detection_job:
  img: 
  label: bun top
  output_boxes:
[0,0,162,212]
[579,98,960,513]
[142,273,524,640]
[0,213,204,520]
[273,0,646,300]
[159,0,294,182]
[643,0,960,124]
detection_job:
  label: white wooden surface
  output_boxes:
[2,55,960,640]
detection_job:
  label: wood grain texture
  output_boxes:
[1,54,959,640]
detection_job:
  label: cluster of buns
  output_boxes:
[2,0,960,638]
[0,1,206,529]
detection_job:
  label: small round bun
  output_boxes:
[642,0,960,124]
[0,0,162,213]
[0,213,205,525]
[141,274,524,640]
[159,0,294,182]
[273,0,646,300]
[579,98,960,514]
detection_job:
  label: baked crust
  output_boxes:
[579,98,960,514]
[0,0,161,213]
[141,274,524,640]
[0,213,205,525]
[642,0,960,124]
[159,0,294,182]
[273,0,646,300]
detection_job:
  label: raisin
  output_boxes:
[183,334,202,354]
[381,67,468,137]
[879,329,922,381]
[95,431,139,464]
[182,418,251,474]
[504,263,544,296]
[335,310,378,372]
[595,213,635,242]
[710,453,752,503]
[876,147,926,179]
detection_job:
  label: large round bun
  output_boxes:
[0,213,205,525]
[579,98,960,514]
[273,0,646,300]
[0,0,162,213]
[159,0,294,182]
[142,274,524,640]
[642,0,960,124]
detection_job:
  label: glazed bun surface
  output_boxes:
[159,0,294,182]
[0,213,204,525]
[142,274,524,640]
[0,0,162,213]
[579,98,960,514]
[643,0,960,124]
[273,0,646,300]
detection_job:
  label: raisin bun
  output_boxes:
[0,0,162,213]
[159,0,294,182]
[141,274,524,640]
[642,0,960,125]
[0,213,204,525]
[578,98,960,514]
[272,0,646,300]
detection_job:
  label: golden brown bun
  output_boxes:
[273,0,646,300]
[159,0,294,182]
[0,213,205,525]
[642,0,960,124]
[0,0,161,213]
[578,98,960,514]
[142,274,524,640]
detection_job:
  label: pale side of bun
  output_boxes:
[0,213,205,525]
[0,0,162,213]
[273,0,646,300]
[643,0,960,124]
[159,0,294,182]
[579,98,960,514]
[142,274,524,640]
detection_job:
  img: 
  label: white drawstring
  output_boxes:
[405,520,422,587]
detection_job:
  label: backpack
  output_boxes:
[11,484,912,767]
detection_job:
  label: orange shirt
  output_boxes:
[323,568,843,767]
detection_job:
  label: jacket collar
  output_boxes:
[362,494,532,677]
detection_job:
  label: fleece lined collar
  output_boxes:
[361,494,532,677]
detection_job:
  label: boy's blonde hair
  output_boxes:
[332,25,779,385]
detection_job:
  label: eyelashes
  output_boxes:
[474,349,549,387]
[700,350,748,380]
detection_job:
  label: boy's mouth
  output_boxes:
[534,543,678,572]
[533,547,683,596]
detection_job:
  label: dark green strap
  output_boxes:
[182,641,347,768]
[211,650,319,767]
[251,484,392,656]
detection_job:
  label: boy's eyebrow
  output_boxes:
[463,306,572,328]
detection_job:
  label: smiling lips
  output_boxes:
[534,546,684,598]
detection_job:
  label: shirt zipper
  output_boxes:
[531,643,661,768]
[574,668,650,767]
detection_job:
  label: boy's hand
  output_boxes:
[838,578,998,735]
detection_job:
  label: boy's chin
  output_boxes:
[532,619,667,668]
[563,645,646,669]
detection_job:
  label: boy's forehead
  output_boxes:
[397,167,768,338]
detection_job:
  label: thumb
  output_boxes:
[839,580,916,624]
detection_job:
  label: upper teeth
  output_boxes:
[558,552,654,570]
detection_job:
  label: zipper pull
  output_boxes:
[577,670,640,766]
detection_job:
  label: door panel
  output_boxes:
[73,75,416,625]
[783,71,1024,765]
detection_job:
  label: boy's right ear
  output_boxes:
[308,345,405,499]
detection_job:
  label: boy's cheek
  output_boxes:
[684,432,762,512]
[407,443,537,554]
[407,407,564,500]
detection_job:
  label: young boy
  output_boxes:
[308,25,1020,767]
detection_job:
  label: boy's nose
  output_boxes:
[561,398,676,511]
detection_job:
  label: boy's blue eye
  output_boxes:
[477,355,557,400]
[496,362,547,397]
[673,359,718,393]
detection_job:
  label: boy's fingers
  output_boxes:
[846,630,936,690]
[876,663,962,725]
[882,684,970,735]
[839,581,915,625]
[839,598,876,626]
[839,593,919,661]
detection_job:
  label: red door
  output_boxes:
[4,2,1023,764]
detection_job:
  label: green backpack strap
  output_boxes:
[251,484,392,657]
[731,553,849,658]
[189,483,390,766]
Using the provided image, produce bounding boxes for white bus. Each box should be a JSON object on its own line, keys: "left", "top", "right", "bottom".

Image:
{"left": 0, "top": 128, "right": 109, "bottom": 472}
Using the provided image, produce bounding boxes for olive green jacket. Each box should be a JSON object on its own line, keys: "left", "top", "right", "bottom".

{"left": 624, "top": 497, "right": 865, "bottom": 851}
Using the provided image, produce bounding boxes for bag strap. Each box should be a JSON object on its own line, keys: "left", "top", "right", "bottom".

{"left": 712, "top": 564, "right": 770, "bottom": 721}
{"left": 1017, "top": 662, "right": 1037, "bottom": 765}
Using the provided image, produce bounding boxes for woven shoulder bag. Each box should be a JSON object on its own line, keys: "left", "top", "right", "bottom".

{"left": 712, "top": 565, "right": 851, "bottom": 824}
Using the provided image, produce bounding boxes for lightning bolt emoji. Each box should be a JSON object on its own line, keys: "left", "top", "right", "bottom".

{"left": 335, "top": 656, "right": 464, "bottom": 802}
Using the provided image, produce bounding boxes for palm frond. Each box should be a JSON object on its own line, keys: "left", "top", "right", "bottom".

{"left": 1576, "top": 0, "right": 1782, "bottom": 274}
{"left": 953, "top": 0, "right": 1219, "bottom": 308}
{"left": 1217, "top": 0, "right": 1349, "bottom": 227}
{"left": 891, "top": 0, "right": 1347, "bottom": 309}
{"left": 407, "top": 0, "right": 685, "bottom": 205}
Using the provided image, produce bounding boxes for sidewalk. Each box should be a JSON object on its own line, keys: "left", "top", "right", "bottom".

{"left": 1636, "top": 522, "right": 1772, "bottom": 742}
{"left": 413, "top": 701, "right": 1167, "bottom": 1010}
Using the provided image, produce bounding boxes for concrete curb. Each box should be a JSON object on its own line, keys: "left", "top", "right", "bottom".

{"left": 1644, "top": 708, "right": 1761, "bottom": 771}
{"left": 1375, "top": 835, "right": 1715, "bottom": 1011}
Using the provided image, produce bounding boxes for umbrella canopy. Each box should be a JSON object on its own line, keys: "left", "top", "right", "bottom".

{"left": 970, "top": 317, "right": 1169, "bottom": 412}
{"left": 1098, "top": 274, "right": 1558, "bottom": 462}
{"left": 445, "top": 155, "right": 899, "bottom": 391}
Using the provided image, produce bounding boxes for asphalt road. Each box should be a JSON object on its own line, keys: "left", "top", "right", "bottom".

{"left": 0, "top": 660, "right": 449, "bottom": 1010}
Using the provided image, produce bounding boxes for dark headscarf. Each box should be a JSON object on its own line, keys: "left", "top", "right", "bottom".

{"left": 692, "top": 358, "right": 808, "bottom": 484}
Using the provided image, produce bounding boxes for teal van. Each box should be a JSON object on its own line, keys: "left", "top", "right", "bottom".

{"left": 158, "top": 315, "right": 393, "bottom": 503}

#### [Exercise aim]
Copy the material above, keeping every line exactly as it stands.

#### [Answer space]
detection_job:
  img: 
  label: bun top
  output_boxes:
[0,0,162,212]
[579,98,960,513]
[142,273,524,640]
[0,213,204,520]
[273,0,646,300]
[159,0,294,182]
[643,0,960,124]
detection_job:
  label: white wooden surface
  output_boxes:
[2,55,960,640]
detection_job:
  label: wood grain texture
  output_boxes:
[1,54,959,640]
detection_job:
  label: cluster of buns
  output_boxes:
[2,0,960,638]
[0,1,206,529]
detection_job:
  label: small round bun
  output_boxes:
[642,0,960,124]
[0,0,162,213]
[0,213,205,525]
[141,274,524,640]
[159,0,294,182]
[273,0,646,300]
[579,98,960,514]
detection_job:
  label: baked crust
  output_boxes:
[579,98,960,514]
[0,0,161,213]
[141,274,524,640]
[0,213,205,525]
[642,0,960,124]
[159,0,294,182]
[273,0,646,300]
detection_job:
  label: raisin
  output_boxes:
[183,334,202,354]
[381,67,468,137]
[879,329,922,381]
[95,431,139,464]
[182,418,251,474]
[504,263,544,296]
[335,310,378,372]
[595,213,635,242]
[710,453,752,503]
[876,147,926,179]
detection_job:
  label: large round bun
  output_boxes:
[0,213,205,525]
[579,98,960,514]
[273,0,646,300]
[0,0,162,213]
[159,0,294,182]
[142,274,524,640]
[642,0,960,124]
detection_job:
  label: glazed bun surface
  output_boxes:
[159,0,294,182]
[0,213,204,525]
[142,274,524,640]
[0,0,162,213]
[579,98,960,514]
[643,0,960,124]
[273,0,646,300]
detection_job:
  label: raisin bun
  output_boxes:
[0,0,162,213]
[159,0,294,182]
[141,274,524,640]
[642,0,960,125]
[0,213,204,525]
[578,98,960,514]
[272,0,646,300]
detection_job:
  label: golden brown bun
  output_boxes:
[273,0,646,300]
[159,0,294,182]
[0,213,205,525]
[642,0,960,124]
[0,0,161,213]
[578,98,960,514]
[142,274,524,640]
detection_job:
  label: pale side of bun
  output_boxes:
[0,213,205,525]
[0,0,162,213]
[273,0,646,300]
[643,0,960,124]
[159,0,294,182]
[579,98,960,514]
[142,274,524,640]
detection_job:
  img: 
  label: white drawstring
  output_boxes:
[405,520,422,587]
detection_job:
  label: backpack
  output_boxes:
[11,484,912,767]
detection_job:
  label: orange shirt
  output_boxes:
[323,568,843,767]
detection_job:
  label: jacket collar
  output_boxes:
[362,494,532,677]
detection_job:
  label: fleece lined collar
  output_boxes:
[361,494,532,677]
detection_job:
  label: boy's blonde hair
  output_boxes:
[332,25,779,385]
detection_job:
  label: eyelashes
  output_boxes:
[474,349,549,387]
[700,350,748,380]
detection_job:
  label: boy's mouth
  output_boxes:
[534,543,678,572]
[533,547,683,596]
detection_job:
  label: dark green strap
  output_boxes:
[182,641,347,768]
[211,650,319,767]
[251,484,392,656]
detection_job:
  label: boy's eyebrow
  output_boxes:
[463,306,572,328]
detection_job:
  label: smiling lips
  output_boxes:
[534,546,684,598]
detection_job:
  label: shirt zipper
  output_boxes:
[531,643,661,768]
[574,668,650,767]
detection_job:
  label: boy's hand
  output_boxes:
[838,578,998,735]
detection_job:
  label: boy's chin
  output_boxes:
[532,619,667,668]
[563,645,646,669]
detection_job:
  label: boy's forehead
  output_boxes:
[397,167,768,338]
detection_job:
  label: thumb
  output_boxes:
[839,580,916,624]
detection_job:
  label: upper teeth
  output_boxes:
[558,552,654,570]
detection_job:
  label: zipper pull
  output_boxes:
[577,670,640,766]
detection_job:
  label: door panel
  output_boxes:
[73,75,416,625]
[783,71,1024,765]
detection_job:
  label: boy's right ear
  output_boxes:
[308,345,405,499]
detection_job:
  label: boy's cheek
  output_boxes:
[684,432,762,512]
[407,443,537,554]
[407,407,564,500]
detection_job:
  label: young boy
  output_boxes:
[308,25,1020,767]
detection_job:
  label: boy's nose
  output_boxes:
[561,398,676,511]
detection_job:
  label: boy's blue eye
  output_boxes:
[477,355,557,400]
[496,362,547,397]
[673,359,718,393]
detection_job:
  label: boy's fingers
  output_boxes:
[846,630,936,690]
[876,663,962,725]
[882,684,970,735]
[839,581,915,625]
[839,598,876,626]
[839,593,919,661]
detection_job:
  label: red door
  output_boxes:
[4,2,1023,764]
detection_job:
  label: green backpack strap
  output_boxes:
[251,484,392,657]
[731,553,849,658]
[189,483,390,766]
Using the provided image, produce bounding boxes for white bus. Each box should be a JSON object on its own line, keys: "left", "top", "right", "bottom".

Image:
{"left": 0, "top": 128, "right": 109, "bottom": 472}
Using the provided image, produce bounding boxes for olive green jacket. Each box should be a JSON object on its own line, keys: "left", "top", "right", "bottom".

{"left": 624, "top": 497, "right": 865, "bottom": 851}
Using the provided image, produce bounding boxes for bag strap. Each box should be a JSON object on its own line, keys: "left", "top", "right", "bottom".

{"left": 712, "top": 564, "right": 770, "bottom": 721}
{"left": 1017, "top": 662, "right": 1037, "bottom": 765}
Using the provided image, produce bounding boxes for woven shoulder bag. Each box should be a JSON object on its own line, keys: "left", "top", "right", "bottom".

{"left": 712, "top": 565, "right": 851, "bottom": 824}
Using the provided image, produce bounding boxes for lightning bolt emoji. Each box should be a JSON object on its own line, keys: "left", "top", "right", "bottom".

{"left": 335, "top": 656, "right": 464, "bottom": 802}
Using the provided image, produce bounding boxes for palm frond. Each box should be a JSON object on its own line, keys: "left", "top", "right", "bottom".

{"left": 1576, "top": 0, "right": 1782, "bottom": 274}
{"left": 953, "top": 0, "right": 1219, "bottom": 308}
{"left": 1217, "top": 0, "right": 1349, "bottom": 227}
{"left": 891, "top": 0, "right": 1347, "bottom": 309}
{"left": 407, "top": 0, "right": 685, "bottom": 205}
Using the provided image, produce bounding boxes for sidewalk. Each box should be a JSON object on its own line, keys: "left", "top", "right", "bottom".

{"left": 1636, "top": 522, "right": 1772, "bottom": 742}
{"left": 413, "top": 701, "right": 1167, "bottom": 1010}
Using the provided image, produce bounding boxes for concrete curb. Each box should be a JSON object on its own line, keys: "left", "top", "right", "bottom".

{"left": 1644, "top": 708, "right": 1761, "bottom": 771}
{"left": 1375, "top": 835, "right": 1715, "bottom": 1011}
Using the provided image, produce bounding boxes for umbrella canopy. Each box should be a JSON object on its own line, keys: "left", "top", "right", "bottom".

{"left": 970, "top": 317, "right": 1169, "bottom": 412}
{"left": 1098, "top": 274, "right": 1558, "bottom": 462}
{"left": 445, "top": 155, "right": 899, "bottom": 391}
Using the provided image, produce bounding boxes for asphalt road. Each box should be a JSON object on its own line, keys: "left", "top", "right", "bottom".

{"left": 0, "top": 660, "right": 449, "bottom": 1010}
Using the provided image, produce bounding boxes for dark headscarf. Each box should be a JSON object on its own line, keys: "left", "top", "right", "bottom".

{"left": 692, "top": 358, "right": 808, "bottom": 484}
Using the provided image, produce bounding boxes for teal van. Each box should be a JSON object on its own line, keys: "left", "top", "right", "bottom".

{"left": 158, "top": 315, "right": 393, "bottom": 503}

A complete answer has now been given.